Description of the task>
What is needed is a verbatim copy of all the records.

Records excerpted from a collection>
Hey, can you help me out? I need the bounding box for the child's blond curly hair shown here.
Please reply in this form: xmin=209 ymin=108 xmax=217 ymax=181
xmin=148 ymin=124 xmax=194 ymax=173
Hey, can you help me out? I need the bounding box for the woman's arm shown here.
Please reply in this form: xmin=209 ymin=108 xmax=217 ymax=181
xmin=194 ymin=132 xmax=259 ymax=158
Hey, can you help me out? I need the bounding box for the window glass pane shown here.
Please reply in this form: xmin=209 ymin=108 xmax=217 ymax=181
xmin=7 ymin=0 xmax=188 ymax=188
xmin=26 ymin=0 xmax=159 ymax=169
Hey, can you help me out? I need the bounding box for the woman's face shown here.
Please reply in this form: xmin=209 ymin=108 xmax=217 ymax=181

Task solution>
Hey, can you help me out? I need the bounding box for the child's blond curly hair shown here.
Please reply in this form: xmin=209 ymin=108 xmax=217 ymax=181
xmin=148 ymin=124 xmax=194 ymax=173
Hey, can you help me out? I need the bounding box for the woman's arm shown here.
Please reply in this form: xmin=209 ymin=108 xmax=217 ymax=181
xmin=194 ymin=132 xmax=259 ymax=158
Hey, can you help me out? I need the bounding box for the window glass pane shown here.
Please reply in this form: xmin=209 ymin=108 xmax=217 ymax=181
xmin=7 ymin=0 xmax=188 ymax=188
xmin=26 ymin=0 xmax=159 ymax=169
Hey, can you help me out? I need the bounding box for the woman's face shown here.
Please reply in this form: xmin=209 ymin=108 xmax=217 ymax=181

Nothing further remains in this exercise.